◆ Request
Count the lines in the entries below that contain the string "format", treating uppercase and lowercase as different. Reply with the number alone.

(Annotated coordinate entries)
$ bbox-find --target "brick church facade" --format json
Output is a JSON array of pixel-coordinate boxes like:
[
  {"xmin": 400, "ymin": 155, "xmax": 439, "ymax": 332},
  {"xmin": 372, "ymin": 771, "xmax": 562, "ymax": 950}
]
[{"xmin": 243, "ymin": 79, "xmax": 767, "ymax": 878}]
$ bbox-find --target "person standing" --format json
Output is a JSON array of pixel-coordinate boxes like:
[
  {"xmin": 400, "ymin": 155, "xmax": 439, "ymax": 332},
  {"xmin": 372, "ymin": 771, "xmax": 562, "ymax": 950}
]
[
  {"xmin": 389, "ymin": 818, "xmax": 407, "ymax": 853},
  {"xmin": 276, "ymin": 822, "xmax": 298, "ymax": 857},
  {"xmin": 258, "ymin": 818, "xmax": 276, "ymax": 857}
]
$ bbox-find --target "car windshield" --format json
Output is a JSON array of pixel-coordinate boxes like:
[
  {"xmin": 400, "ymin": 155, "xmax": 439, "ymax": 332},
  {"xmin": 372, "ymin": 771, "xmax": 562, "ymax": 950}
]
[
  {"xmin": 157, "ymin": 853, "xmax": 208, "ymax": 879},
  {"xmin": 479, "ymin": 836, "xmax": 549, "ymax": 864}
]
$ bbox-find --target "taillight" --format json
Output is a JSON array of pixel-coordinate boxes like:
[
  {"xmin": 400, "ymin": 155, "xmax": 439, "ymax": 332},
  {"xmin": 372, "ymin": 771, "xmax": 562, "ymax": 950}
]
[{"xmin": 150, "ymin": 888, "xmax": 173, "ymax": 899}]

◆ Exercise response
4